What is required:
For the word "butterfly", search the records and show each line in which it occurs.

### Input records ###

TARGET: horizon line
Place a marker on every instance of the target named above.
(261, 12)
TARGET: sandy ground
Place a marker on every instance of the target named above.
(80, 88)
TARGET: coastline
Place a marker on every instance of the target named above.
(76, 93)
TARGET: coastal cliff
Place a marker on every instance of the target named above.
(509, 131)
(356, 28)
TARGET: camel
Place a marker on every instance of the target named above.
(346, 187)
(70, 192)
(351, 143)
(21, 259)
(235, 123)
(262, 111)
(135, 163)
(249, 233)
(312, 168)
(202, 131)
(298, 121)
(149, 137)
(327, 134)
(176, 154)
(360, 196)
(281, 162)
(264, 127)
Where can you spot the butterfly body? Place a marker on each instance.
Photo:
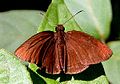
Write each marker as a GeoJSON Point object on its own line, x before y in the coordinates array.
{"type": "Point", "coordinates": [71, 52]}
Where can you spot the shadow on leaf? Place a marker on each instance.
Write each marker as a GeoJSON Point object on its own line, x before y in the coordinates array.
{"type": "Point", "coordinates": [93, 72]}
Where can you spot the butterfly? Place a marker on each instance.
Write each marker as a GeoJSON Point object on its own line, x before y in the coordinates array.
{"type": "Point", "coordinates": [70, 52]}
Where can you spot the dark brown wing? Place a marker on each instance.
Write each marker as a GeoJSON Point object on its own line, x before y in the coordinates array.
{"type": "Point", "coordinates": [83, 50]}
{"type": "Point", "coordinates": [40, 49]}
{"type": "Point", "coordinates": [32, 49]}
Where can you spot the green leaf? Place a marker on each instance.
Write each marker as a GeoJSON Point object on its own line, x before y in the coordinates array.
{"type": "Point", "coordinates": [11, 70]}
{"type": "Point", "coordinates": [58, 13]}
{"type": "Point", "coordinates": [99, 80]}
{"type": "Point", "coordinates": [46, 80]}
{"type": "Point", "coordinates": [17, 26]}
{"type": "Point", "coordinates": [95, 19]}
{"type": "Point", "coordinates": [112, 66]}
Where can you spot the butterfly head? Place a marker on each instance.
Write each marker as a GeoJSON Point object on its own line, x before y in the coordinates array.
{"type": "Point", "coordinates": [59, 28]}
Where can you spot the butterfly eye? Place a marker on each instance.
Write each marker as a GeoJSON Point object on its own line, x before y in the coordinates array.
{"type": "Point", "coordinates": [59, 28]}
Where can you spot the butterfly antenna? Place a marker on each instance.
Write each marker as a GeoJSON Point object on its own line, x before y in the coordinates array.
{"type": "Point", "coordinates": [46, 18]}
{"type": "Point", "coordinates": [73, 16]}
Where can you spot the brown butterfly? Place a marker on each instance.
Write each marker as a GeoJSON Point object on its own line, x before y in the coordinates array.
{"type": "Point", "coordinates": [69, 52]}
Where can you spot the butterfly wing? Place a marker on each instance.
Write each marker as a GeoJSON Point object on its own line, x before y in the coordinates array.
{"type": "Point", "coordinates": [84, 50]}
{"type": "Point", "coordinates": [40, 49]}
{"type": "Point", "coordinates": [31, 49]}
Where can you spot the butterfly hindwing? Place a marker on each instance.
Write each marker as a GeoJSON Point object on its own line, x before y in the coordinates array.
{"type": "Point", "coordinates": [87, 50]}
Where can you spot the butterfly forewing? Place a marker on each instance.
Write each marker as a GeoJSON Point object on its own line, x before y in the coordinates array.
{"type": "Point", "coordinates": [87, 50]}
{"type": "Point", "coordinates": [31, 49]}
{"type": "Point", "coordinates": [71, 52]}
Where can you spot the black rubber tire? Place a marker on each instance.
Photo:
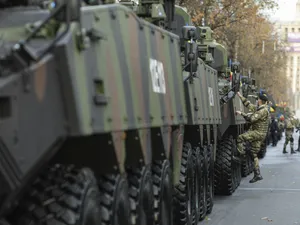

###

Task answer:
Where can you spot the butterfly body? Place a marker on each instance.
Where can you spot the butterfly? Place a marker on each instance.
Where can you spot the butterfly head? Place a marker on each instance.
Where can you spot the butterfly eye? Place a marker on each instance.
Where can you spot the butterfly antenna? Place a marker on each instance.
Where can you spot the brown butterfly? Place a marker on each instance.
Where can you spot the butterfly wing? Place a marker on each instance.
Where can you spot the butterfly hindwing? Place a marker on each instance.
Where can you spot the butterfly forewing? Place a marker on each instance.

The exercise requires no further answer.